ACTIVITY: Write the next few paragraphs of the piece on rising grocery prices below, starting right after its last sentence.

EXERCISE TEXT:
..........
Americans — especially those on tight budgets – are feeling the pinch from rapidly rising grocery prices not seen in years, according to one expert, who offered a few tips to counter food inflation at the supermarket.
"We're seeing 5-6% food inflation in the U.S., three [times] what we’re used to in the last decade," Wells Fargo Chief Agricultural Economist Michael Swanson recently told Yahoo Finance Live. "It's having a bigger impact on fixed income and also people that are used to using some governmental supplement income."
The food supply chain breakdown and labor market shortage are to blame, Swanson said. To retain workforces, food manufacturers and producers are paying higher wages and shoppers are footing the bill in the form of heftier prices.
“We're seeing a permanent move up in labor costs,” he said. “With higher labor costs at restaurants and in the food manufacturing world, it makes your labor in the kitchen more valuable.”
How to save
Remarking that “Americans always love the convenience” of prepared or delivered meals, Swanson said there’s a savings opportunity by buying minimally or unprocessed foods to avoid the labor surcharge.
Home chefs who incorporate more basic ingredients like potatoes and other root vegetables are what Swanson called “careful shoppers” because the lower costs of the products provide a greater value for efforts in the kitchen.
..........
SUPPLIED RECORDS:
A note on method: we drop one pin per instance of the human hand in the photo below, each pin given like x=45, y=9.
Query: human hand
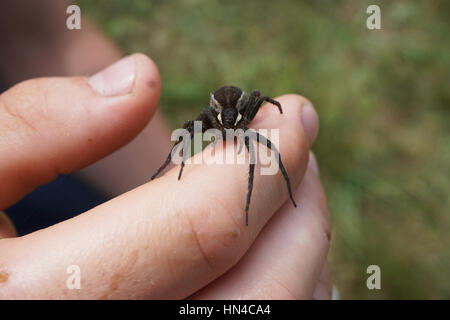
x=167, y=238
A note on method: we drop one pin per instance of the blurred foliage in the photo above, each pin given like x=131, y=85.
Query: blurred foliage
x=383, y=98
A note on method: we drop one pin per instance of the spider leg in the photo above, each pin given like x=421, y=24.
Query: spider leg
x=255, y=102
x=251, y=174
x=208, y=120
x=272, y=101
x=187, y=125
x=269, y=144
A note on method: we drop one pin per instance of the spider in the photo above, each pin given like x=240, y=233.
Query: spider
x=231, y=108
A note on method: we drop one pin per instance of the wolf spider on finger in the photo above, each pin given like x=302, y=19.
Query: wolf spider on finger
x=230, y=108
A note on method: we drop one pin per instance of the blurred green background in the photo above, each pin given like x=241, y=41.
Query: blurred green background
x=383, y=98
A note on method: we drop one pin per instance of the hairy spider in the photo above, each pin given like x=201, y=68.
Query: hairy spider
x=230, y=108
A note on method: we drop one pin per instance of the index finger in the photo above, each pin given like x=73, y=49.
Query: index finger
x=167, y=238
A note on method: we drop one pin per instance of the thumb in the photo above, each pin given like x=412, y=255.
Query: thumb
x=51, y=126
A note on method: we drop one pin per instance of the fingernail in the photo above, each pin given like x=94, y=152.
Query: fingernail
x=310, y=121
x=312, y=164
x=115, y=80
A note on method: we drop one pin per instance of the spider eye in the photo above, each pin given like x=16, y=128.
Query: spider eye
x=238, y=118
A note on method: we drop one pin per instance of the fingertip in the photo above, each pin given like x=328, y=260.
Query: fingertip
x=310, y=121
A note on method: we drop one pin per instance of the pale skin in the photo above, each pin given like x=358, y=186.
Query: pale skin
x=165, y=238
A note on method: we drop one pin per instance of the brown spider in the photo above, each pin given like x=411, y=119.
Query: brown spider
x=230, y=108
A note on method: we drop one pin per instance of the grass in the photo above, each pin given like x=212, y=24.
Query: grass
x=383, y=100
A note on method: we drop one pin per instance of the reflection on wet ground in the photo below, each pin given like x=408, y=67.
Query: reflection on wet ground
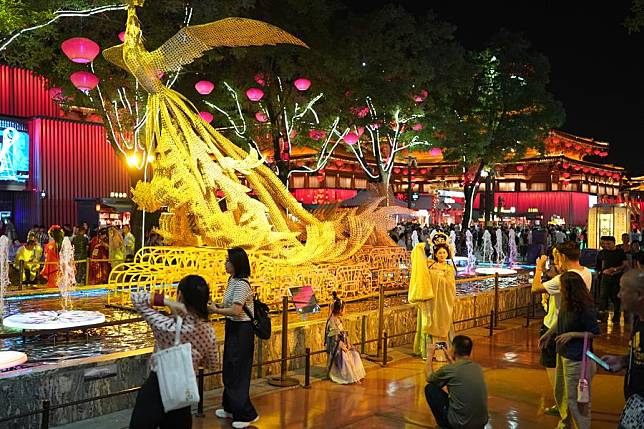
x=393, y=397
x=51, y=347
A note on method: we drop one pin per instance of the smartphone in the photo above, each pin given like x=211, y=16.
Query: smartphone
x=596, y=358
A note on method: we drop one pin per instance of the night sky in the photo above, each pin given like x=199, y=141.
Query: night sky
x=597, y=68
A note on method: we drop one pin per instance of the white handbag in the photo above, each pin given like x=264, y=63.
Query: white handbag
..........
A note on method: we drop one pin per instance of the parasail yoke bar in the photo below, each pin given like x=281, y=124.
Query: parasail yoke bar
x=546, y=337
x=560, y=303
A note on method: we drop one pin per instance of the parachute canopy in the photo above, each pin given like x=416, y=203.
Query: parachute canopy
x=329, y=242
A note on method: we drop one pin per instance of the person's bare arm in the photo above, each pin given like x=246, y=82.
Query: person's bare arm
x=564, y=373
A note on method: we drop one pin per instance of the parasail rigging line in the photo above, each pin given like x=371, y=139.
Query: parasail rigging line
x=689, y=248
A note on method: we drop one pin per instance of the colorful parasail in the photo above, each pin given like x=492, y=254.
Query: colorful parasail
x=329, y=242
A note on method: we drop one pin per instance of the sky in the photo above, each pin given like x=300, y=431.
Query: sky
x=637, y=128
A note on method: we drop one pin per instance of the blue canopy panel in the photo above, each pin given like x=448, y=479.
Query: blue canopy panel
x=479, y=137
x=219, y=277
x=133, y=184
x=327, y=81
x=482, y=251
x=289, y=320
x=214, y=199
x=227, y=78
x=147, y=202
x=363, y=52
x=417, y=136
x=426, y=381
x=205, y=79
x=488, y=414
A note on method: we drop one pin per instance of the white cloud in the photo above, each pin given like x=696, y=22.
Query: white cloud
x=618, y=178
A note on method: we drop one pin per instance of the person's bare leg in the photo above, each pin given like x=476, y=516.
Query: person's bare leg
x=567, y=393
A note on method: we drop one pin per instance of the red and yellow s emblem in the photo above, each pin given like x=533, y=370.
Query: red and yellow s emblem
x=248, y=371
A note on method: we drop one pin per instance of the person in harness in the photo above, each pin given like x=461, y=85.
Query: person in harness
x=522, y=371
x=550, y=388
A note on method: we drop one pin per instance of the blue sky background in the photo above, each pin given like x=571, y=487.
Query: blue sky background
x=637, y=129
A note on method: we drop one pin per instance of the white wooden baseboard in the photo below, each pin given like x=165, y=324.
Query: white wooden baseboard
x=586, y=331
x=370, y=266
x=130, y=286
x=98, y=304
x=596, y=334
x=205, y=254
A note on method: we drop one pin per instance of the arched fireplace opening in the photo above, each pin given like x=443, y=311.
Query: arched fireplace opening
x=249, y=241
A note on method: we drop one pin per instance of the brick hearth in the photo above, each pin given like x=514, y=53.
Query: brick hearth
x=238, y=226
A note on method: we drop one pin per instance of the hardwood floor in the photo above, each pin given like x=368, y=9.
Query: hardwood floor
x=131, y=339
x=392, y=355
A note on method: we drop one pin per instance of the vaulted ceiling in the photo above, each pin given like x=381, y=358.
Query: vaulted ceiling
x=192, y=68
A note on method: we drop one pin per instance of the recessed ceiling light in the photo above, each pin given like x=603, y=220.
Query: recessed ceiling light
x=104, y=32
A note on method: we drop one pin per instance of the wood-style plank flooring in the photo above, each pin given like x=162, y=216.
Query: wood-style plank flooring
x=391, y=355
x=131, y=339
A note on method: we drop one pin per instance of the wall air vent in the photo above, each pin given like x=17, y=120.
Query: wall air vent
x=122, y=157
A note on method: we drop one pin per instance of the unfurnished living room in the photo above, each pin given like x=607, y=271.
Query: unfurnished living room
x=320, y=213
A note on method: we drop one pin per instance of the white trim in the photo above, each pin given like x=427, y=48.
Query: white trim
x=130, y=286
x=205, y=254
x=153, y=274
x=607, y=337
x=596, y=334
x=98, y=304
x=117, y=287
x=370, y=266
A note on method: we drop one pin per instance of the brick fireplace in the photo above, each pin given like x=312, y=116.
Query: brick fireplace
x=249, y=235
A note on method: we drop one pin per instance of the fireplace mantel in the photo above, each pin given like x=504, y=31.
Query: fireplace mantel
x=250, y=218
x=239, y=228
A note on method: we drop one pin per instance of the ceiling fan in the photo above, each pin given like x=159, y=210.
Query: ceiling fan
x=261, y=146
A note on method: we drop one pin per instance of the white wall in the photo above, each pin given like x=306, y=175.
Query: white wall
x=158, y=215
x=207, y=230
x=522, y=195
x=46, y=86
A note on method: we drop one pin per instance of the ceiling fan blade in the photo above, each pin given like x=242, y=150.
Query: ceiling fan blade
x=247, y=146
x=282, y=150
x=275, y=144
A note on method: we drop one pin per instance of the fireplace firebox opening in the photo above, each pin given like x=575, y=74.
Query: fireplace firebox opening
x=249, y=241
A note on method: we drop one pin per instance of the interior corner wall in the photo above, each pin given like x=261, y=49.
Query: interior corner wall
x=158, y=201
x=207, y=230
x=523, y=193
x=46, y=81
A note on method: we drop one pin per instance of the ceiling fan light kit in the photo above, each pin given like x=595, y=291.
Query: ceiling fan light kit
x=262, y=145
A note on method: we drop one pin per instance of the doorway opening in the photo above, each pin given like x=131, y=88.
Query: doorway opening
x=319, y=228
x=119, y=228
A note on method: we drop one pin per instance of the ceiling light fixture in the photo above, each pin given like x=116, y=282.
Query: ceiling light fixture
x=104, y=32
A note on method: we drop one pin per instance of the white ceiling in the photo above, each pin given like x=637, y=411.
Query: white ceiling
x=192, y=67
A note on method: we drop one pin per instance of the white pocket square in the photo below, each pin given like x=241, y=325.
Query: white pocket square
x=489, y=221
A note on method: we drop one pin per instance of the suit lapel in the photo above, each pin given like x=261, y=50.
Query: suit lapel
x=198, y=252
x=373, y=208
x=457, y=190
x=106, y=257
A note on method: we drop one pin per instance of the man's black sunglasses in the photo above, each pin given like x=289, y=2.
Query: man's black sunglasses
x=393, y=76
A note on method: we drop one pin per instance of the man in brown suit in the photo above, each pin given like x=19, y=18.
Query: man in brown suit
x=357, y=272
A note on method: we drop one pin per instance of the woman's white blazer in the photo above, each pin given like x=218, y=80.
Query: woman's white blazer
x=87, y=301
..........
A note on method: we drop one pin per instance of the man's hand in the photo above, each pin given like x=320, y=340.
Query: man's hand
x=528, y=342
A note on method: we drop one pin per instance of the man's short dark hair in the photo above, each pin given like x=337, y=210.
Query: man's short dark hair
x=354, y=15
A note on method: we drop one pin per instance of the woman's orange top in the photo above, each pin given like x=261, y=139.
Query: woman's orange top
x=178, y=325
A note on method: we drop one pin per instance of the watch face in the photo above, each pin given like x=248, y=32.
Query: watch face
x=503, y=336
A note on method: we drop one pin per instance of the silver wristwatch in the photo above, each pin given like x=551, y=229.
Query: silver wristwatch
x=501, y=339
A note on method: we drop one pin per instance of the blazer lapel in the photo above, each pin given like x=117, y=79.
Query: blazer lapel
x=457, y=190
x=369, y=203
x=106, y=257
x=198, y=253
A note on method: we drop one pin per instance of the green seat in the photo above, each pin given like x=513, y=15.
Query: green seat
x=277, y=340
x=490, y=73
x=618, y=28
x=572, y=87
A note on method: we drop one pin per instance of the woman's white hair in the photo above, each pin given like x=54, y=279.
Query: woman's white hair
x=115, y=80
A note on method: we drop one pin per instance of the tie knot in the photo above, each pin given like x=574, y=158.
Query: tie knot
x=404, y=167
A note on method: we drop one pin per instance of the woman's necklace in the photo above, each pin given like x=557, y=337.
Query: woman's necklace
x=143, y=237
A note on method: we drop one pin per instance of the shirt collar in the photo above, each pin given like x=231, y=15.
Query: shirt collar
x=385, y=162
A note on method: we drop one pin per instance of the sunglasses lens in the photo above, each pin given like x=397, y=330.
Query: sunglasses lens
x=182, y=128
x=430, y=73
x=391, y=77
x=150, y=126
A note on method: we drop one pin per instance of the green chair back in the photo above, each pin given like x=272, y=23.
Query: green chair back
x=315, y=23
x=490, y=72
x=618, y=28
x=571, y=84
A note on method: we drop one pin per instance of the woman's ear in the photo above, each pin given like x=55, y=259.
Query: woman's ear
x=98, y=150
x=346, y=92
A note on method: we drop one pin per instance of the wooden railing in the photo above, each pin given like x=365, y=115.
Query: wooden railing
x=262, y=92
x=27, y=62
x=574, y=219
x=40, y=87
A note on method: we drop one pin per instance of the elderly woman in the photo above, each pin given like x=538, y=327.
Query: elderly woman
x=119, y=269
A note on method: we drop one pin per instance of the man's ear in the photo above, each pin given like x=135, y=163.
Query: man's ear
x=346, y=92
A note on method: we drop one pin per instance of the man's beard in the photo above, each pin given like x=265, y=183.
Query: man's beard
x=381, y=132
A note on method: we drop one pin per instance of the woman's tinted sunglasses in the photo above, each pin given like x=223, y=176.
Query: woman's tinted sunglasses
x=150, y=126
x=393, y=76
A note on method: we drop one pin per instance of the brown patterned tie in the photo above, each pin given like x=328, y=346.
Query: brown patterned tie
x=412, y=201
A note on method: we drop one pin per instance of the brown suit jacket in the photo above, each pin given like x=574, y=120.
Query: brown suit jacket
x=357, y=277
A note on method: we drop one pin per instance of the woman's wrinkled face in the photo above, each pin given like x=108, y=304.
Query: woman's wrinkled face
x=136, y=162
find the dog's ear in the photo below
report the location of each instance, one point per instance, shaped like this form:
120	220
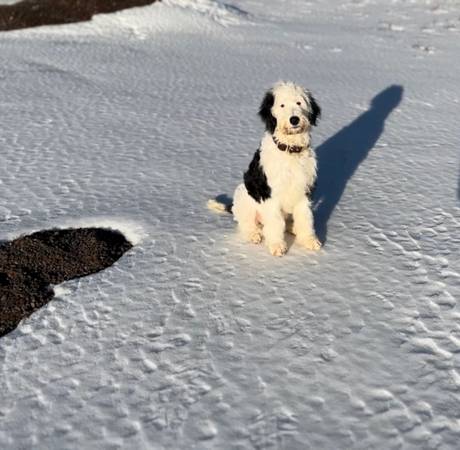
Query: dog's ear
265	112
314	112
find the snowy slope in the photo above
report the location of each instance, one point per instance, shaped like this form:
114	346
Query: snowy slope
..........
EXERCISE RESPONSE:
Another way to cut the grocery bill is to shop locally to skirt shipping costs. Swanson said any food grown, produced, and processed locally will not be burdened by additional costs associated with the ballooning food transportation rates across the country.
“We’ve seen the truck rates from the West Coast to the Northeast go from the $3,000 range to $10,000 plus,” he said.
But not every grocery list staple is more expensive. The price of milk is cheaper than it was last year, Swanson shared. However, households that eat animal proteins are seeing higher costs. Turkey — the Thanksgiving centerpiece — is especially going to be more expensive than in previous years.
“Luckily we only do [Thanksgiving] once a year, so do it right,” he said.